Detection examples:
---

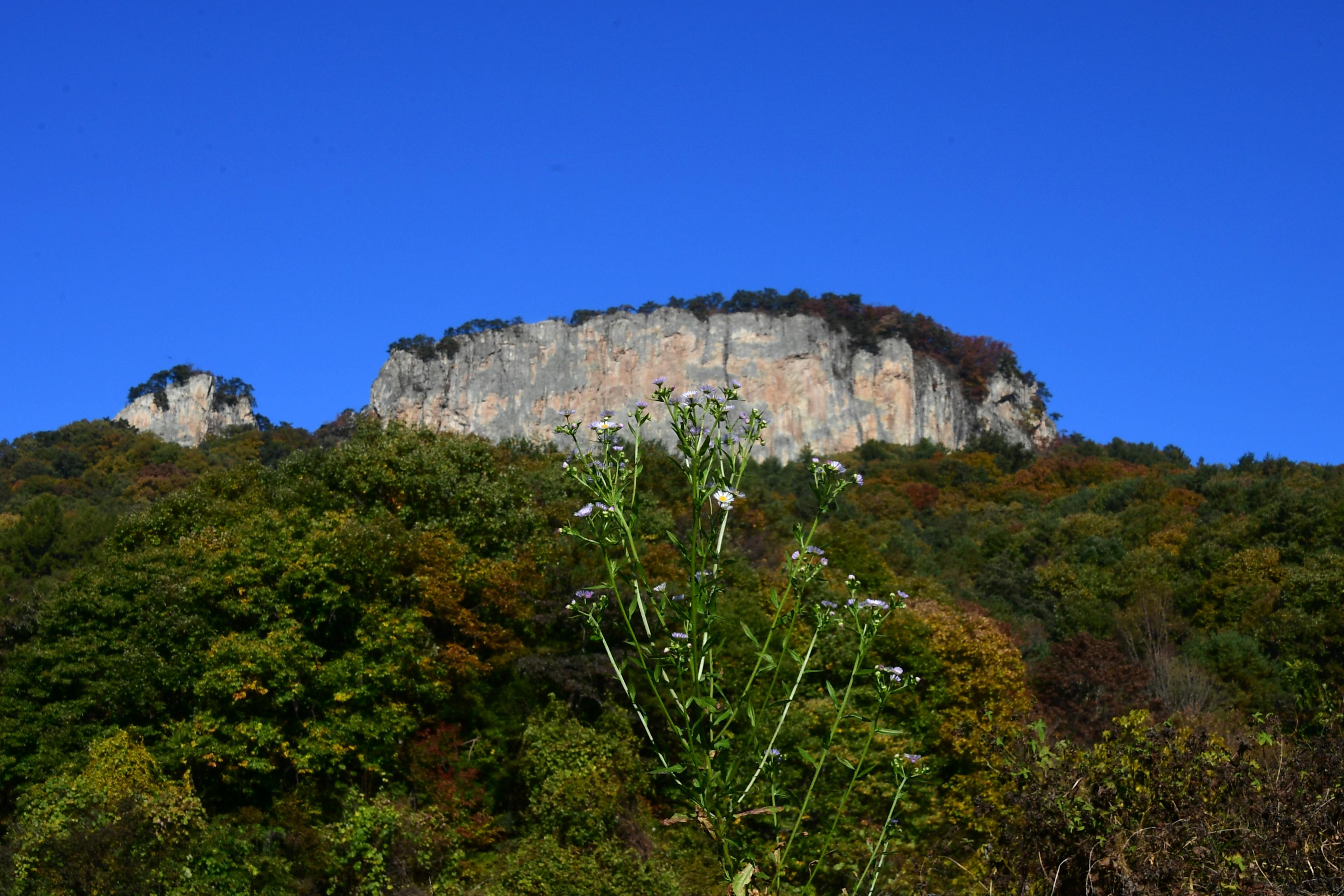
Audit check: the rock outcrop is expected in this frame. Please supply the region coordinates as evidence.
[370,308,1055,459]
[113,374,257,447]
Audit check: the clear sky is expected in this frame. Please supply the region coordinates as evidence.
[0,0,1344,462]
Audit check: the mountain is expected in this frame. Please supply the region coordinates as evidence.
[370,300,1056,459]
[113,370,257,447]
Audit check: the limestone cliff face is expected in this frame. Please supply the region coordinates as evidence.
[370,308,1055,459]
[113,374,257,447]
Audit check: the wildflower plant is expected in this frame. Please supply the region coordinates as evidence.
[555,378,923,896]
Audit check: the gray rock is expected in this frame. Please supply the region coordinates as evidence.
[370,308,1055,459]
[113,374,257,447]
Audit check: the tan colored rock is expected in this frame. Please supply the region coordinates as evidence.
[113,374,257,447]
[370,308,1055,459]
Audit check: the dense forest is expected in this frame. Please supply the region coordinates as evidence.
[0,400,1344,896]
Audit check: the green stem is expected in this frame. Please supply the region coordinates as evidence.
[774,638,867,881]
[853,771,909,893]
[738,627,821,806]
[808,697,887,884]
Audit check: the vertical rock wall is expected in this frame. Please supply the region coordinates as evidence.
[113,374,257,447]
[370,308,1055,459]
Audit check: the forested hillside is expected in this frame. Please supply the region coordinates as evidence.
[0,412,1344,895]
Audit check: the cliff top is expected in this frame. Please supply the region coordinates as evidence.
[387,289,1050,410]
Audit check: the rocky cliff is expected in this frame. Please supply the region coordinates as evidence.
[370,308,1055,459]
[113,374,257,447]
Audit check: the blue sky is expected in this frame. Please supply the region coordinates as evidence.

---

#### [EXERCISE]
Give every line of the records above as a JSON list of strings, one string per line, with blank lines and the pictures left out.

#### [REPLY]
[
  "Audit check: the rock outcrop is expected in this frame. Please supply the region coordinates as evidence.",
  "[370,308,1055,459]",
  "[113,374,257,447]",
  "Audit check: the clear sky is expected in this frame. Please supply the region coordinates as evidence.",
  "[0,0,1344,462]",
  "Audit check: the mountain is expected in this frame. Please supply the region coordinates as evidence.",
  "[370,300,1056,459]",
  "[113,370,257,447]",
  "Audit check: the limestone cliff face is expected in this frame. Please supply the region coordinates as evidence.",
  "[370,308,1055,459]",
  "[113,374,257,447]",
  "Audit check: the wildflower plant is expected in this frame. Please supply the region coordinates as evidence.",
  "[555,378,923,896]",
  "Audit check: the gray rock is expected in this frame. Please supply the region coordinates as evidence.",
  "[370,308,1055,459]",
  "[113,374,257,447]",
  "Audit check: the tan colored rock is expected in this frame. Please supply the region coordinates as evidence.",
  "[113,374,257,447]",
  "[370,308,1055,459]",
  "Audit check: the dense forest is expected in this frame. Please supply the region coordinates as evidence.",
  "[0,400,1344,896]",
  "Audit check: the green stem is expected in this frame. Please supply the region coordinates as evidence.",
  "[774,638,867,881]",
  "[853,771,909,893]",
  "[738,627,821,806]",
  "[808,697,887,884]",
  "Audit check: the vertical rock wall is expected in this frame. Please supply the region coordinates as evidence.",
  "[113,374,257,447]",
  "[370,308,1055,459]",
  "Audit check: the forested hillside is expected in this frame. Please supply the region coordinates as evidence.",
  "[0,412,1344,895]",
  "Audit check: the cliff top is expected in this frame. Please supply the region coordinates as evidence.",
  "[387,289,1050,410]",
  "Audit check: the rocky cliff is expected in this frame. Please supply the region coordinates as evidence.",
  "[370,308,1055,459]",
  "[113,374,257,447]",
  "Audit check: the blue sky is expected in this frame. Please supply the region coordinates as evidence."
]